## TASK
Take the line that contains "Can you see the black" as the first line and the final line of the records as the last; return exactly those lines and the lines between.
[Opening DATA SUPPLIED section]
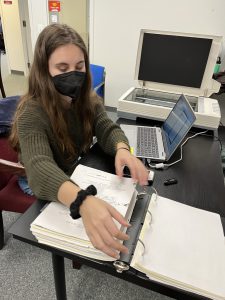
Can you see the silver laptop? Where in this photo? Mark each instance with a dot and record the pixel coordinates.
(159, 143)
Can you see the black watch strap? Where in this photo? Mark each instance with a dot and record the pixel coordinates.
(81, 196)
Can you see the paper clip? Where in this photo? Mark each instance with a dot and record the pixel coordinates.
(150, 216)
(143, 246)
[Closing DATA SUPPLIED section]
## SOLUTION
Can you see the black watch strap? Where in this photo? Mark each instance with a dot and record the pixel coordinates.
(81, 196)
Can you see the paper clip? Where in this photo? Mark each instance with a dot and record the pixel coordinates.
(150, 216)
(143, 246)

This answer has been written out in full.